It Is Okay to Get Down With the Sickness
Imagine that one day, you wake up a little after your last alarm, feeling just terrible. Your throat feels ragged, you’re coughing up gobbets of phlegm, and you’ve got the mother of all headaches. So, the right answer is obviously to take a sick day.
Rest, get some medicine and inform your professors that you can’t make it. Or so you’d think. But it’s not always that simple.
Last semester, I took a statewide final after spending most of the day throwing up from food poisoning. My reasoning was three-fold. First off, rescheduling and remembering the new date seemed harder than just sucking it up and going on the regular day. Secondly, I was pretty sure that food poisoning is not contagious. But most importantly, I was scared that if I had to delay the final for another week or so, I would forget things and I would fail (this test had 80 percent as the lowest passing grade).
Other students and faculty agree that sometimes, a person is either not sick enough to take a sick day or times and circumstances can conspire to make taking time off a danger to grades or, worse, their job. That said, there are more specific points where they disagree.
For instance, some students on campus, such as Christine Parris, seem to generally support a college-wide policy on the minimum amount of excused absences for illness and family matters that a teacher must offer. Currently, the college policy is to leave the issue of excused absences up to individual professors, while recommending two excused per credit hour on the Policies page of the website (which may be, as frequently happens with the website, out of date). Not all professors like to give a set number of excused absences though.
“Some students have taken ‘Oh well, I’ve only had six absences and this is my seventh,'” said WCC Mathematic Professor Rowan Lindley, “It was like giving them permission to be absent.”
Nevertheless, she is not the slave driver this comment might make her seem.

▶ [Using the information]:
1) Output the part of the sick-day article from "For instance, some" up to and including "make her seem.", copied character for character.
2) Pick up the article on taking sick days after its last sentence and carry it forward.

▶ [Supplied records]:
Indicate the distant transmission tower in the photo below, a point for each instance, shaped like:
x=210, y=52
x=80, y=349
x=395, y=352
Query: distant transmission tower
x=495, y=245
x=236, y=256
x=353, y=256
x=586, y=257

▶ [Results of the exercise]:
1)
For instance, some students on campus, such as Christine Parris, seem to generally support a college-wide policy on the minimum amount of excused absences for illness and family matters that a teacher must offer. Currently, the college policy is to leave the issue of excused absences up to individual professors, while recommending two excused per credit hour on the Policies page of the website (which may be, as frequently happens with the website, out of date). Not all professors like to give a set number of excused absences though.
“Some students have taken ‘Oh well, I’ve only had six absences and this is my seventh,'” said WCC Mathematic Professor Rowan Lindley, “It was like giving them permission to be absent.”
Nevertheless, she is not the slave driver this comment might make her seem.

2)
“It’s not possible for me to judge whether a person should or should not be absent” said Lindley, “so I don’t have excused or unexcused absences, they should just try to be in class every day.”
While it is an individual’s judgement call when to take a sick day, I would add that there are some red flag symptoms that seem to be largely agreed on as good reasons to stay home. Especially in flu season, if a doctor has confirmed that you’re contagious, you need to stay home for your classmates’ sake as well as yours.
High traffic public places like schools are perfect breeding grounds for contagious diseases and classmates can then spread the flu or the stomach bug to their families and perhaps their coworkers. Fever, chills, aching and intense, frequent coughs are also symptoms that Health Services Coordinator Janice Gilroy cites as potential signs of flu.
Moreover, consider other people’s safety as well as your own. Be wary of splitting headaches, inappropriate exhaustion and other symptoms that could impair your ability to get to campus. We’re a commuter campus and already have a significant accident rate. And if you’re having a mental health crisis, take the time to take care of yourself. A breakdown in class can be just as disruptive to learning as a flu outbreak.